### Document section
⟨

Increasing the number of files in the file search vector store

As per the OpenAI documentation the maximum number of files We can have in file search is 10000. I have alot more documents and want to increase them. How should I do it. Is there any approach to increase them or should I use any other framework like LlamaIndex.

You cannot add more files than that to a vector store.

You might consider just combining files of you really need to get more information into the model than is allowable in 10,000 files.

If you’ve got that much data you’re dealing with though, I strongly suggest you curate that data to eliminate as much unnecessary or redundant information as possible rather than just uploading whole files with no regard for what extraneous bits might be included.

I really respect your opinion. but currently I am working on project in legal industry and the documents are much sensitive to each case with relevant information. so combining them or discarding some of them is not an option for now. We have already curated the document and organized them well. current they are above 10K level and will keep increasing. What other solutions you suggest? any resources to include?

⟩

### Data shown

⟨

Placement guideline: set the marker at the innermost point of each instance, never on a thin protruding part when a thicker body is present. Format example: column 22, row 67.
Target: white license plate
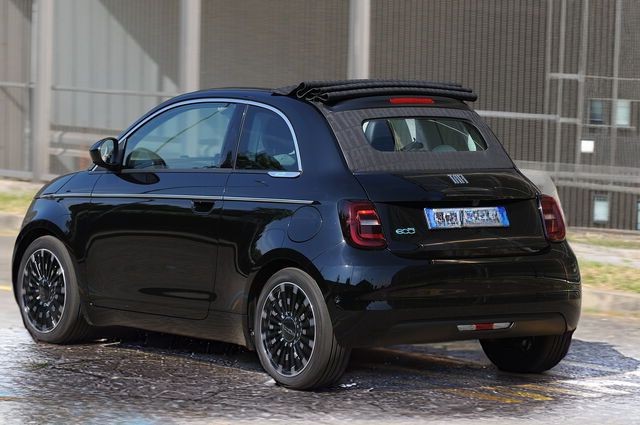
column 455, row 218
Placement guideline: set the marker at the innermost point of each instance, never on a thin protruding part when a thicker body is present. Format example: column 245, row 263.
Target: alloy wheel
column 43, row 290
column 287, row 328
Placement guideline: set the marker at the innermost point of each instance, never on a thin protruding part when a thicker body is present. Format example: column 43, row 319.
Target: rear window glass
column 424, row 134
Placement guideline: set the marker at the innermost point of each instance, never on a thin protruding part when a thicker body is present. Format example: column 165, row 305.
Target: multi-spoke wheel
column 43, row 290
column 48, row 294
column 294, row 335
column 288, row 329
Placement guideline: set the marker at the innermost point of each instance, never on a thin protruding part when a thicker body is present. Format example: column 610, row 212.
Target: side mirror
column 104, row 153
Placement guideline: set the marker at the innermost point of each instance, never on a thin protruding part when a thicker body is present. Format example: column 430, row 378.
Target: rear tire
column 532, row 354
column 294, row 335
column 48, row 295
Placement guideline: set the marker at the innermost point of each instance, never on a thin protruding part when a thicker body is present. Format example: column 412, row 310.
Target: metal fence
column 558, row 80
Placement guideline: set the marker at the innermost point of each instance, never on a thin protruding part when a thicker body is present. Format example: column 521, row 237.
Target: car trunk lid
column 401, row 200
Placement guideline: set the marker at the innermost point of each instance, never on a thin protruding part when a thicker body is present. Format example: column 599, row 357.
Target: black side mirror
column 104, row 153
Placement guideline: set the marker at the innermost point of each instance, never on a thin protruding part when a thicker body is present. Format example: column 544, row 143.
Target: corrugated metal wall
column 15, row 45
column 273, row 43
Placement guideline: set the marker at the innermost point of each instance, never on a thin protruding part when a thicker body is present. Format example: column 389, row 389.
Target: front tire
column 294, row 335
column 533, row 354
column 48, row 295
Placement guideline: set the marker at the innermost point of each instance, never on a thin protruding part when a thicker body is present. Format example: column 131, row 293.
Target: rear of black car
column 452, row 242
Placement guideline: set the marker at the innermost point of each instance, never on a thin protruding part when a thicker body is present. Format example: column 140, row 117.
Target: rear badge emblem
column 407, row 231
column 458, row 179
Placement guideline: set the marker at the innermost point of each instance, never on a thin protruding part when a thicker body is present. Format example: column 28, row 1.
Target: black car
column 302, row 222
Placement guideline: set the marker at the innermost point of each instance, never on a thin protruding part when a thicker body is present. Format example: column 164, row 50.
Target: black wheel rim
column 288, row 329
column 43, row 290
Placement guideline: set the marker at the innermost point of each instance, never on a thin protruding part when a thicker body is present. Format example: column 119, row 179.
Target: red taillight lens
column 553, row 219
column 361, row 224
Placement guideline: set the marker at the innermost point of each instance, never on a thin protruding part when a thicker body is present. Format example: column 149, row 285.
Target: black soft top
column 332, row 91
column 347, row 104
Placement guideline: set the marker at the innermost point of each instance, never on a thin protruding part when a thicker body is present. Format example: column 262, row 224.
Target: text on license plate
column 454, row 218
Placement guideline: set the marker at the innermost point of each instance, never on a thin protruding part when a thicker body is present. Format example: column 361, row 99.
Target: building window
column 587, row 146
column 623, row 113
column 600, row 209
column 596, row 111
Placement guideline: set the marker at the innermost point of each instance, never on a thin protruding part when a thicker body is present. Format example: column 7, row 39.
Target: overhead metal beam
column 359, row 39
column 41, row 127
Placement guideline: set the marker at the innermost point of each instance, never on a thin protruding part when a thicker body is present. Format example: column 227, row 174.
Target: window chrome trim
column 171, row 196
column 217, row 100
column 284, row 174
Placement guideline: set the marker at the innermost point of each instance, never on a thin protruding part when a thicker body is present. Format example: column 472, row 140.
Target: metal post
column 547, row 80
column 190, row 45
column 359, row 38
column 582, row 71
column 560, row 98
column 615, row 84
column 41, row 121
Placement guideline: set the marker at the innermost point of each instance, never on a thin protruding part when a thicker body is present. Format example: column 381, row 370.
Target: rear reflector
column 553, row 219
column 361, row 224
column 485, row 326
column 412, row 100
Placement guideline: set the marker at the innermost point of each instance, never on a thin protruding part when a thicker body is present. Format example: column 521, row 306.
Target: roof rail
column 338, row 90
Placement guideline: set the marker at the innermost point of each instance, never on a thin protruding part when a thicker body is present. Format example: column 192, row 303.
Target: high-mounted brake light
column 553, row 219
column 361, row 224
column 412, row 100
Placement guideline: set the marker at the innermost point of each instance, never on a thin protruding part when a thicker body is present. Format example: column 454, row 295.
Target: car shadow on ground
column 425, row 366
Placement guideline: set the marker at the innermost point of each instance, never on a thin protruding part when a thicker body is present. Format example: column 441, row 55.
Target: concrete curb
column 10, row 221
column 610, row 301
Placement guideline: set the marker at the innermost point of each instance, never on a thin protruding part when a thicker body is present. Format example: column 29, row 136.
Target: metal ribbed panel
column 15, row 40
column 274, row 43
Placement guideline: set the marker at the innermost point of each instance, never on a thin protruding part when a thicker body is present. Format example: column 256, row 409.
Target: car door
column 263, row 192
column 153, row 243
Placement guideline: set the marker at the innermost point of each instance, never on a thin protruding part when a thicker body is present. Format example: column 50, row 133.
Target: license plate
column 455, row 218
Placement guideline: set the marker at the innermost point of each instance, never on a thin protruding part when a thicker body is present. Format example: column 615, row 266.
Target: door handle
column 202, row 207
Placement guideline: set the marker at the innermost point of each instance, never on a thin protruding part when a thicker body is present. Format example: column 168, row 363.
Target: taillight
column 361, row 224
column 553, row 218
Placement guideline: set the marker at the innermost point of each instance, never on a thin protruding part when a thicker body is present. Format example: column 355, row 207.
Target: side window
column 186, row 137
column 266, row 143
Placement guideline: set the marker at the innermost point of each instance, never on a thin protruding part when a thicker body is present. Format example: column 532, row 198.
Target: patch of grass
column 15, row 202
column 610, row 276
column 608, row 241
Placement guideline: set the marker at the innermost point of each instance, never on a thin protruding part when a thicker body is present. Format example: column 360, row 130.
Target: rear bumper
column 381, row 299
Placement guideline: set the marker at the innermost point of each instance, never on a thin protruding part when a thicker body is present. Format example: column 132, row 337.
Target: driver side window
column 186, row 137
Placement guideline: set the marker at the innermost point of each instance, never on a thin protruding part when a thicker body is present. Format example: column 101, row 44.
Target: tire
column 289, row 311
column 534, row 354
column 48, row 295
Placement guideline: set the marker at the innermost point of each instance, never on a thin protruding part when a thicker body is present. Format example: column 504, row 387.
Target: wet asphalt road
column 145, row 379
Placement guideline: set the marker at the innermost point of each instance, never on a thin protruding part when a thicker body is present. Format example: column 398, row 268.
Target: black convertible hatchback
column 302, row 222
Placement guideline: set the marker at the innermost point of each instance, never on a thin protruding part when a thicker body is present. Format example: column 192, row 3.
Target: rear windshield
column 424, row 134
column 415, row 139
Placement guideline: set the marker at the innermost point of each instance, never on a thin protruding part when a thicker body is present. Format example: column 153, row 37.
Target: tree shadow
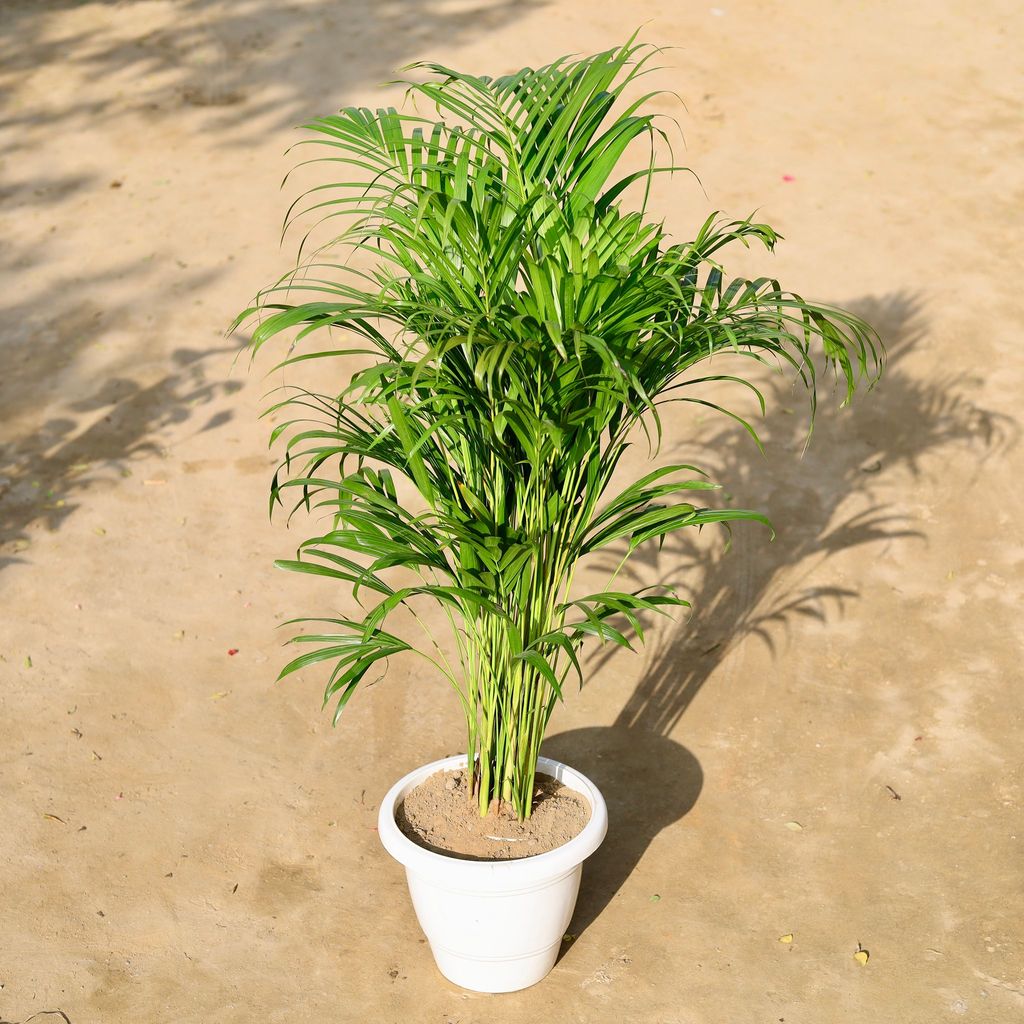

⟩

### Your tasks
(a) Answer these from the forum thread, one per line:
(i) What maximum number of files in file search does the OpenAI documentation give, according to the thread?
(ii) What industry is the poster's project in?
(iii) Which other framework does the poster name as a possible option?
(b) Transcribe the part of the forum thread that opens with the words "You cannot add" and closes with "resources to include?".
(c) Please translate this sentence from the forum thread into Spanish: "You cannot add more files than that to a vector store."

### Set of answers
(a)
(i) 10000
(ii) The legal industry
(iii) LlamaIndex

(b)
You cannot add more files than that to a vector store.

You might consider just combining files of you really need to get more information into the model than is allowable in 10,000 files.

If you’ve got that much data you’re dealing with though, I strongly suggest you curate that data to eliminate as much unnecessary or redundant information as possible rather than just uploading whole files with no regard for what extraneous bits might be included.

I really respect your opinion. but currently I am working on project in legal industry and the documents are much sensitive to each case with relevant information. so combining them or discarding some of them is not an option for now. We have already curated the document and organized them well. current they are above 10K level and will keep increasing. What other solutions you suggest? any resources to include?

(c) No se pueden agregar más archivos que esa cantidad a un almacén vectorial.